[EXCERPTED RECORDS]
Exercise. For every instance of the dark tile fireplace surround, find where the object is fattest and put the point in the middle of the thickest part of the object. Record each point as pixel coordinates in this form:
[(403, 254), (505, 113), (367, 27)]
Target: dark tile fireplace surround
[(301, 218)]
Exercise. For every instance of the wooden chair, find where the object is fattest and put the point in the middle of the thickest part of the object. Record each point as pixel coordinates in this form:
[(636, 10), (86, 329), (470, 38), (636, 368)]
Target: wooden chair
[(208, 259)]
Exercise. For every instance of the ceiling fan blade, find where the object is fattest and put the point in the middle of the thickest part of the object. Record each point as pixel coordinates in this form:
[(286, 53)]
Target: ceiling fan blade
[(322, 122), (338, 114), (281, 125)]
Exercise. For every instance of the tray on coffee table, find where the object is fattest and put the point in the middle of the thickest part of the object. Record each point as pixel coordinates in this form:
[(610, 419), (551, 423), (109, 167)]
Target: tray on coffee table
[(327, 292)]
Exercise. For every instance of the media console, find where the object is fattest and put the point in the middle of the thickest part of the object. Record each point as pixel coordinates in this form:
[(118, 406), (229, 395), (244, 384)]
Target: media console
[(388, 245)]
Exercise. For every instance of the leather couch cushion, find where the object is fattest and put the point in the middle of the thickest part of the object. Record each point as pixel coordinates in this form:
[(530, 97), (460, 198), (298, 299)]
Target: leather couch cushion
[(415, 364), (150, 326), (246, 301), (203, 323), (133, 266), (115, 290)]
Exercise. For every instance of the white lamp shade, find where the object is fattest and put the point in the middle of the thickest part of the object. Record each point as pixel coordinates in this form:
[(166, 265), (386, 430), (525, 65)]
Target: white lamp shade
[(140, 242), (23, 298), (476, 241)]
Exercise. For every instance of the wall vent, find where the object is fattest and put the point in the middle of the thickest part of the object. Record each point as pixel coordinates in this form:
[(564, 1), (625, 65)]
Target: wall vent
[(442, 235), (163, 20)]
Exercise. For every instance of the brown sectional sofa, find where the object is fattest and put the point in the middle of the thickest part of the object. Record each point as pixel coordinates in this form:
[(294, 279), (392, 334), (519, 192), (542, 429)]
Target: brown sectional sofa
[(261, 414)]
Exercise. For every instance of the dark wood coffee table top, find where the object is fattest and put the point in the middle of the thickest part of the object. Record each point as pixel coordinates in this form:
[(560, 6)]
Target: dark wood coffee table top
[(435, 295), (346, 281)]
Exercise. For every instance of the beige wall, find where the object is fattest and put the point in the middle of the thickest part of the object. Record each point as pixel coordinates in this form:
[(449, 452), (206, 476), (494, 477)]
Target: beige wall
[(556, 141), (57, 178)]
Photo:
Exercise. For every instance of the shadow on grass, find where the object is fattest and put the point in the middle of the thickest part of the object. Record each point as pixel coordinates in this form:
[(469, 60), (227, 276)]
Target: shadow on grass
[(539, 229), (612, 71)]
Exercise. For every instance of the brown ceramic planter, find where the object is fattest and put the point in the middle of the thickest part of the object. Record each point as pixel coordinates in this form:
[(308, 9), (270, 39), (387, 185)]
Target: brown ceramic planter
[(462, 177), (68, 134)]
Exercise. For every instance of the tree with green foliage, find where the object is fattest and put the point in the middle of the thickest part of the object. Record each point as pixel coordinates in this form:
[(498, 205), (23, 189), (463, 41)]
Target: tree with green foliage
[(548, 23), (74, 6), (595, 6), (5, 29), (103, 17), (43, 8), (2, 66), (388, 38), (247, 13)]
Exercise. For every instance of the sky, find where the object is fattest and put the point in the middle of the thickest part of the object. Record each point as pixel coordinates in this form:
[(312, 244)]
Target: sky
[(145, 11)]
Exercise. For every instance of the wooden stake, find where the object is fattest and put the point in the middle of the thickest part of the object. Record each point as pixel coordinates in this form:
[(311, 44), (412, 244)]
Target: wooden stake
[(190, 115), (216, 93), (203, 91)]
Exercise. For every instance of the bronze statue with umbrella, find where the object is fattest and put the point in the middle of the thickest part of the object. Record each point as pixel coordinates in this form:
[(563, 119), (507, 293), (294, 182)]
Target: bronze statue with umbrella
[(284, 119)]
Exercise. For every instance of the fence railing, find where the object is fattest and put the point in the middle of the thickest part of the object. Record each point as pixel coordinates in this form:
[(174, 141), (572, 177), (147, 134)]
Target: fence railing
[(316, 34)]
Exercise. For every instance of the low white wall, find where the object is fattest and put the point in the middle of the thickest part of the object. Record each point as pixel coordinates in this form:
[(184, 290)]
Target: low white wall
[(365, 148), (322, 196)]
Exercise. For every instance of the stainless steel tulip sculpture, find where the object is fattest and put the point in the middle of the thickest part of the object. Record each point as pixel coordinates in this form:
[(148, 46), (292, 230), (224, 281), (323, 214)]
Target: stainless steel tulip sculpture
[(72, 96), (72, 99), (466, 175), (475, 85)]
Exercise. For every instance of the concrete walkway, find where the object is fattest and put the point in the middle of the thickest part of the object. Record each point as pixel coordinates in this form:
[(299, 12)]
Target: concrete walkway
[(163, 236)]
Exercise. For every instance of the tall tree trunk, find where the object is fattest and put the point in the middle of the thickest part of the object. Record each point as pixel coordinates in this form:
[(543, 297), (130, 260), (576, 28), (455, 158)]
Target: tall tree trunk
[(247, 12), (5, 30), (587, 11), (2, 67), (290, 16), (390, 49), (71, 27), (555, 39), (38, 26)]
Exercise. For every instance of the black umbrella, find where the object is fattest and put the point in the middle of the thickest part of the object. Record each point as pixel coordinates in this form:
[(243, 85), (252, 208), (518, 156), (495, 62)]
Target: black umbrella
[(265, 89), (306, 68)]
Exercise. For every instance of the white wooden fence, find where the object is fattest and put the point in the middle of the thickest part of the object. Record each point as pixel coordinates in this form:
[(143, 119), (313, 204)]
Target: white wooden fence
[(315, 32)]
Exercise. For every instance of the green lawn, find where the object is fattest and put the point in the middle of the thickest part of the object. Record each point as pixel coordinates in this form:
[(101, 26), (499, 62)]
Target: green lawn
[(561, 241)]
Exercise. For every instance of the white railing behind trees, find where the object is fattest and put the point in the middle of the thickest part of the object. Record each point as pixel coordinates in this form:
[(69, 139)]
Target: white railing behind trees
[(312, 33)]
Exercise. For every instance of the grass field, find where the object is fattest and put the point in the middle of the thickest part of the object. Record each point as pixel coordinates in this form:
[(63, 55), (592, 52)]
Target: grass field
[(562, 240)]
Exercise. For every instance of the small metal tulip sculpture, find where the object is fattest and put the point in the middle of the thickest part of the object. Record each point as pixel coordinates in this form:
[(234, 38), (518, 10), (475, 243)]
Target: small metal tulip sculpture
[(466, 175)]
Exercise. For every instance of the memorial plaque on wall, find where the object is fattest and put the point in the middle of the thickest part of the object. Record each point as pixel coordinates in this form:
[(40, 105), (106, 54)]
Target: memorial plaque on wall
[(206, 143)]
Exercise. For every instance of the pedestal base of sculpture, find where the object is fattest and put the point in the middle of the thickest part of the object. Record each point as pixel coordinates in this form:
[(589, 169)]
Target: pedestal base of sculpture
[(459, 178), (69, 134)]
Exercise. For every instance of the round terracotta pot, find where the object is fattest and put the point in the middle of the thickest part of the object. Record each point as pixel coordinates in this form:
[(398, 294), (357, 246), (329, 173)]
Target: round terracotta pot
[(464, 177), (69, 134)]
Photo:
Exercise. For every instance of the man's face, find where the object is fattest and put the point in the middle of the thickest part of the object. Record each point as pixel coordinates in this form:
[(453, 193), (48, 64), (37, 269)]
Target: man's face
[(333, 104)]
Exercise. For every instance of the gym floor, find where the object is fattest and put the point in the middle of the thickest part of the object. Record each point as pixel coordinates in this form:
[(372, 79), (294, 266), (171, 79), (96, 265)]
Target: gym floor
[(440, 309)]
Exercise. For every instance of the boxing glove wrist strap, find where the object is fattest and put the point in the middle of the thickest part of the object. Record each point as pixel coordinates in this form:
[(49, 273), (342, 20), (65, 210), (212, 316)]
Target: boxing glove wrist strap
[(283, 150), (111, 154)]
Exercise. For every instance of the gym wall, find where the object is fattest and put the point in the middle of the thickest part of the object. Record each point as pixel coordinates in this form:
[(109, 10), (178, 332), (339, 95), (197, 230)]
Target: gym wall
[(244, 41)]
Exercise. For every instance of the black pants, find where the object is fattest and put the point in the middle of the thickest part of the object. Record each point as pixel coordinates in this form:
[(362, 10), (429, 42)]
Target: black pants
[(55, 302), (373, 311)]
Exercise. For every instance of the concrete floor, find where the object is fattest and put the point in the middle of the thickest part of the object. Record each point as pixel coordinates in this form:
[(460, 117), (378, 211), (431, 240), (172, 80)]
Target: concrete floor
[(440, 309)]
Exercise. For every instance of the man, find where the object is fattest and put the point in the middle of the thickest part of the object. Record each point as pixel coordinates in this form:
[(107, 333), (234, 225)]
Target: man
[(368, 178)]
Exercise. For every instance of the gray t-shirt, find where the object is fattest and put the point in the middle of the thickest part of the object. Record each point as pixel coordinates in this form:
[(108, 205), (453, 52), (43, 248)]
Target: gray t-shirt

[DO THIS] Revise the stretch of the listing from the line containing "Exercise. For every instance of the leather" through the line containing "[(261, 414)]" so that "wall vent" becomes "air vent" wherever it occurs, leaving everything else unchanged. Return only those lines.

[ANSWER TO THE EXERCISE]
Exercise. For every instance of the leather couch cushion, find where the object is fattest and put the point in the middle of the thickest part of the object. Record each point as pixel coordinates in this form:
[(530, 97), (460, 198), (298, 299)]
Target: leather couch cushion
[(415, 364), (150, 326), (246, 301), (203, 323), (133, 266), (115, 290)]
Exercise. For every instance of the white lamp shade, find where the object is fattest and put the point in the middle of the thickest part of the object. Record each point as pixel coordinates in this form:
[(166, 265), (386, 430), (525, 65)]
Target: white lamp shade
[(140, 242), (23, 298), (476, 241)]
Exercise. For every instance of the air vent, find where the object is fattest and put the point in the middle of the thickest part of the object. Record each point as pixel coordinates in this form:
[(564, 1), (625, 65)]
Target: air vent
[(442, 235), (163, 20)]
Exercise. For every instance of the brown sectional sofa, find where the object is fattest and put the point in the middle of the thickest part of the object. Record each point as pixel coordinates in this form:
[(294, 279), (392, 334), (519, 192), (542, 429)]
Target: brown sectional sofa
[(261, 414)]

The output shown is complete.